═════ SOURCE TEXT ═════
Russell L. Ackoff Quotes

Because a cause was taken to be sufficient for its effect, nothing was required to explain the effect other than the cause. Consequently, the quest for causes was environment-free. It employed what we now call 'closed-system' thinking. Laws. —like that of freely falling bodies—-were formulated so as to exclude environmental effects.

In proactive problem solving we specify where we want to go, and we try to get there. Although such an approach does not eliminate the possibility of overlooking relevant consequences of our solutions, it reduces the probability of doing so. The more ultimate the desired outcome we specify, the more likely we are to consider the intermediate and long-run consequences of our immediate actions. The more immediate the source of dissatisfaction we try to get rid of, the less likely we are to take account of relevant consequences. Therefore, the chances of overlooking relevant consequences are minimized when we formulate a problem in terms of approaching one or more ideals.

I began graduate work in the philosophy of sciences at the University of Pennsylvania in 1941 where I came under the influence of the “grand old man” of the department, the eminent philosopher E.A. Singer, Jr. Because of the informality of the department he created I began to collaborate with two younger members of the faculty, both of whom were former students of Singer, Thomas A. Cown and C. West Churchman. Three aspects of Singer's philosophy had a particularly strong influence on me. First, that the practice of philosophy, its application, was necessary for the development of philosophy itself. Second, that effective work on “real” problems required an interdisciplinary approach. Third, that the social area needed more work than any of the other domains of science and that this was the most difficult. We developed a concept of a research group that would enable us to practice philosophy in the social domain by dealing with real problems. The organization we designed was called “The Institute of Experimental Method.” With the participation of a number of other graduate students in philosophy and a few other members of the faculty we started this institute on a completely informal basis.

When a business is bought, it is bought for its potential—for its future, not its past.

[Mistake 2:] Managers need all the information they want. Most MIS designers "determine" what information is needed by asking managers what information they would like to have. This is based on the assumption that managers know what information they need and want.

In the Systems Age we tend to look at things as part of larger wholes rather than as wholes to be taken apart. This is the doctrine of expansionism. Expansionism brings with it the synthetic mode of thought much as reductionism brought with it.

Every culture has a shared pattern of thinking. It is the cement that holds a culture together, gives it unity. A culture's characteristic way of thinking is imbedded in its concept of the nature of reality, its world view.

Scientific models have all these connotations. They are representations of states, objects, and events. They are idealized in the sense that they are less complicated than reality and hence easier to use for research purposes. These models are easier to manipulate and "carry" than the real thing. The simplicity of models, compared with reality, lies in the fact that only the relevant properties of reality are represented.

Successful problem solving requires finding the right solution to the right problem. We fail more often because we solve the wrong problem than because we get the wrong solution to the right problem.
═════
**SET OF TASKS**.
a) Using the Ackoff quotations, decide whether each statement below agrees with them. Answer yes or no for each, and quote the deciding words.
(i) The graduate work in the philosophy of sciences began at the University of Pennsylvania in 1941.
(ii) A business is bought for its past.
(iii) Most MIS designers determine needed information by asking managers what information they would like to have.
b) Reproduce the Ackoff quotations word for word, starting at "In the Systems" up to and including "brought with it.".
c) Write what follows the final sentence of the Ackoff quotations.
═════ DATA UNDER STUDY ═════
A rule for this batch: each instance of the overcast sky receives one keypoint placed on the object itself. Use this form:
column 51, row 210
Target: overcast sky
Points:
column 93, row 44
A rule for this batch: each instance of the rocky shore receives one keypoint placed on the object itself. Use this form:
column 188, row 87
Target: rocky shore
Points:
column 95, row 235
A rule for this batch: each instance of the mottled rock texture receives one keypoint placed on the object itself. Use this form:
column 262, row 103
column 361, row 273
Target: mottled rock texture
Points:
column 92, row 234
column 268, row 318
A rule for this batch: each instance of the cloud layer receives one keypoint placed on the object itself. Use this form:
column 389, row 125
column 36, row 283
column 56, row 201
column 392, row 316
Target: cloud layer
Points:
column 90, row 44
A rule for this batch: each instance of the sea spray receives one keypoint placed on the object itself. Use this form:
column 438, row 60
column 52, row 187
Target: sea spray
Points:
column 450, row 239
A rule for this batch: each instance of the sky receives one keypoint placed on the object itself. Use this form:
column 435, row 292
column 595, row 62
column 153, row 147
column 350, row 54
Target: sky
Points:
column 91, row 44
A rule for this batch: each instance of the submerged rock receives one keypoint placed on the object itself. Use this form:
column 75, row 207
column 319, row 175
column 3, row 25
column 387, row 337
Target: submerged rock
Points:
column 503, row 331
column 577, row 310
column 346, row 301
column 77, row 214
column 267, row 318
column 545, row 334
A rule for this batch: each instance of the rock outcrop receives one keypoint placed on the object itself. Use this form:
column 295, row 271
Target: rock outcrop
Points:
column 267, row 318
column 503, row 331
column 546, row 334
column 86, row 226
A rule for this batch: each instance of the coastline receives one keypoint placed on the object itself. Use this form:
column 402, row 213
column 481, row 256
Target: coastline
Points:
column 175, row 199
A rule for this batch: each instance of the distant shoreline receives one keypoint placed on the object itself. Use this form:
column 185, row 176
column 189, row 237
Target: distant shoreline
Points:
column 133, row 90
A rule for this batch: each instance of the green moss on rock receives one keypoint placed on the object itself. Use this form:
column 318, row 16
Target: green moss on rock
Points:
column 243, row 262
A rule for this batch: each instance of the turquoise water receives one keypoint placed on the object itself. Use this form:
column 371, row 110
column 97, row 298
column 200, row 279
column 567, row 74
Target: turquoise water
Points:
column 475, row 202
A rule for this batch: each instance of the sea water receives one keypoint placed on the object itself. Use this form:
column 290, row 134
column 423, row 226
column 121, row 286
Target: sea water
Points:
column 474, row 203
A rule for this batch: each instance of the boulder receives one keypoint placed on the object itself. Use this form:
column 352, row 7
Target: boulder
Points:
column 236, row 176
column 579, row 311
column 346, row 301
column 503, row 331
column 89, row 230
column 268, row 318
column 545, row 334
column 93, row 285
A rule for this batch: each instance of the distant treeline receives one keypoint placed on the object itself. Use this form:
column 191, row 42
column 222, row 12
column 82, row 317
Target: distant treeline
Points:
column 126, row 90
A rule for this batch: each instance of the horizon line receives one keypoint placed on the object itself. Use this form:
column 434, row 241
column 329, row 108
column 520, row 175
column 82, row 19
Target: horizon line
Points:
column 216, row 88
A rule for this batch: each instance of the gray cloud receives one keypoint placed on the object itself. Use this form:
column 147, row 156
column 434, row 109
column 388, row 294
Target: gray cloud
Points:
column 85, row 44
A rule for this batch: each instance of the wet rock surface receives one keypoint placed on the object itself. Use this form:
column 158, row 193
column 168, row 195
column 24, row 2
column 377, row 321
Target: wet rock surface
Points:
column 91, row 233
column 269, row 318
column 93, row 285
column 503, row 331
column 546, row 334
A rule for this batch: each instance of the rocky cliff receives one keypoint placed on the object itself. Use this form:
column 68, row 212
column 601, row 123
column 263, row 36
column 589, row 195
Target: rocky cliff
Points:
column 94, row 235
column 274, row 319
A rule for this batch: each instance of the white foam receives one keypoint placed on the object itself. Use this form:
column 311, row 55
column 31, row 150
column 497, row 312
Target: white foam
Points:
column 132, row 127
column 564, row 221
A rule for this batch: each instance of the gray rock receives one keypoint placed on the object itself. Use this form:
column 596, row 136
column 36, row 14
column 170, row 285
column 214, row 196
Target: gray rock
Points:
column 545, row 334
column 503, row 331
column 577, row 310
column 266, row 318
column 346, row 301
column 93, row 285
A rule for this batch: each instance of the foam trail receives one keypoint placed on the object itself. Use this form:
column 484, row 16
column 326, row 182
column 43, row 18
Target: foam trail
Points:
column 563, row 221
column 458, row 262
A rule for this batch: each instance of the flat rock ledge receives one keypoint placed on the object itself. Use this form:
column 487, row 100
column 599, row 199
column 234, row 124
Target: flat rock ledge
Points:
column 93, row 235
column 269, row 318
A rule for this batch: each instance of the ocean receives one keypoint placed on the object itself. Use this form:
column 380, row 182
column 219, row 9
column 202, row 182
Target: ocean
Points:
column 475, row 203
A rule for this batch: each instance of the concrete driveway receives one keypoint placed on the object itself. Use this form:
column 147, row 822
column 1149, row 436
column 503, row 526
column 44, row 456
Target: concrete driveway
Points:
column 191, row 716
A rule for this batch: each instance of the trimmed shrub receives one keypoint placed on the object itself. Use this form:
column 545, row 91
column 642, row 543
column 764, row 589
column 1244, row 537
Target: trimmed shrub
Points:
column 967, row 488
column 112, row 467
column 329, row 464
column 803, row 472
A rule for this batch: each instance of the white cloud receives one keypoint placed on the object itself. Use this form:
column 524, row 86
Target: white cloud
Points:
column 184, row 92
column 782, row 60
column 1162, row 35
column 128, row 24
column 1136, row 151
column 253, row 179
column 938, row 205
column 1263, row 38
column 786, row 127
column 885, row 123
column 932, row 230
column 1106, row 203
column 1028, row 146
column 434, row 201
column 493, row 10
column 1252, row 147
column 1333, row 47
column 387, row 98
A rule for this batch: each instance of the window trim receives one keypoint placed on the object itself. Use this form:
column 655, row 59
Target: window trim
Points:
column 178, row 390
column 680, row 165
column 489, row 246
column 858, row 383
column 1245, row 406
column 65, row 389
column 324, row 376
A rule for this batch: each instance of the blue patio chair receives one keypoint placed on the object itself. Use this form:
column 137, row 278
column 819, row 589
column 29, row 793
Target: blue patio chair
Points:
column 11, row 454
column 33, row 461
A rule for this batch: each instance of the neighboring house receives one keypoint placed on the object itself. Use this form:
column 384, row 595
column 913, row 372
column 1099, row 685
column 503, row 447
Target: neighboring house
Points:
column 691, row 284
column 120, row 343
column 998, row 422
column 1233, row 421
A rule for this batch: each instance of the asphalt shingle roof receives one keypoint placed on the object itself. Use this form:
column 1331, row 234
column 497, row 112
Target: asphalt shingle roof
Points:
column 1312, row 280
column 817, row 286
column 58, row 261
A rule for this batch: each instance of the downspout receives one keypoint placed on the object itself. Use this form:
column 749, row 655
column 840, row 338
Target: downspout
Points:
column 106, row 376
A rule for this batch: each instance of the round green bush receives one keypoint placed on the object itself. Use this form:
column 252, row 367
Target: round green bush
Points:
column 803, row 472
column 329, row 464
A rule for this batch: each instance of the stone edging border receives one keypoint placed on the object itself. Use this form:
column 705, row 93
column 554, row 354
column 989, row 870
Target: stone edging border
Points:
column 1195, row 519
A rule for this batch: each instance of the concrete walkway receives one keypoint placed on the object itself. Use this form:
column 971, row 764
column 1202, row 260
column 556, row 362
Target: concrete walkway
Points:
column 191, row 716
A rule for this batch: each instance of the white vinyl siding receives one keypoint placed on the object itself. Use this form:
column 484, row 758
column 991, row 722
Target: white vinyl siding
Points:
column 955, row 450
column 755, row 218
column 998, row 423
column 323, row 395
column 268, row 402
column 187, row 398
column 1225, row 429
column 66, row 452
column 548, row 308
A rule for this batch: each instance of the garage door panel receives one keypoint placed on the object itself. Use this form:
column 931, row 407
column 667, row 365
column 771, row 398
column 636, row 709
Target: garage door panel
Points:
═════
**ANSWER SET**.
a)
(i) Yes: "I began graduate work in the philosophy of sciences at the University of Pennsylvania in 1941"
(ii) No: "it is bought for its potential—for its future, not its past"
(iii) Yes: "by asking managers what information they would like to have"

b)
In the Systems Age we tend to look at things as part of larger wholes rather than as wholes to be taken apart. This is the doctrine of expansionism. Expansionism brings with it the synthetic mode of thought much as reductionism brought with it.

c)
A system is more than the sum of its parts; it is an indivisible whole. It loses its essential properties when it is taken apart. The elements of a system may themselves be systems, and every system may be part of a larger system.

The development (rather than the history) of operations research as a science consists of the development of its methods, concepts, and techniques. Operations research is neither a method nor a technique; it is or is becoming a science and as such is defined by a combination of the phenomena it studies.

Systems science and technology constitute one aspect of systems thinking, but the humanities and arts make up the other. The fact that design plays such a large part in the systemic treatment of problems makes it apparent that art has a major role in it as well. Ethics and aesthetics are integral aspects of evaluating systems... the systems approach involves the pursuit of truth (science) and its effective use (technology), plenty (economics), the good (ethics and morality), and beauty and fun (aesthetics). To compare systems methodology with that of any of the so-called ‘hard’ disciplines—for example, physics—is to misunderstand the nature of systems. The worry is not that the systems approach is not scientific in the sense which physics or chemistry or biology is, but that some try to make it scientific in that sense. To the extent they succeed, they destroy it.

An organization's mission statement (1) should contain its reasons for existence and its most general aspirations, its ideals. (2) It should identify in very general terms the way(s) by which the organization will pursue its ideals, that is, the business it wants to be in. (3) It should formulate the ways by which it will attempt to serve each of its stakeholder groups. (4) It should meet the preceding requirements in a way that is exciting and challenging to all its stakeholders. Finally, (5) it should establish the uniqueness of the organization.

Knowledge is the appropriate collection of information, such that it's intent is to be useful. Knowledge is a deterministic process. When someone "memorizes" information (as less-aspiring test-bound students often do), then they have amassed knowledge. This knowledge has useful meaning to them, but it does not provide for, in and of itself, an integration such as would infer further knowledge.

Because we cannot yet (1) characterize all the possible experimental designs along quantitative scales and (2) generate cost-of-error functions, comparisons must be made in specific contexts rather than by use of analytic optimizing.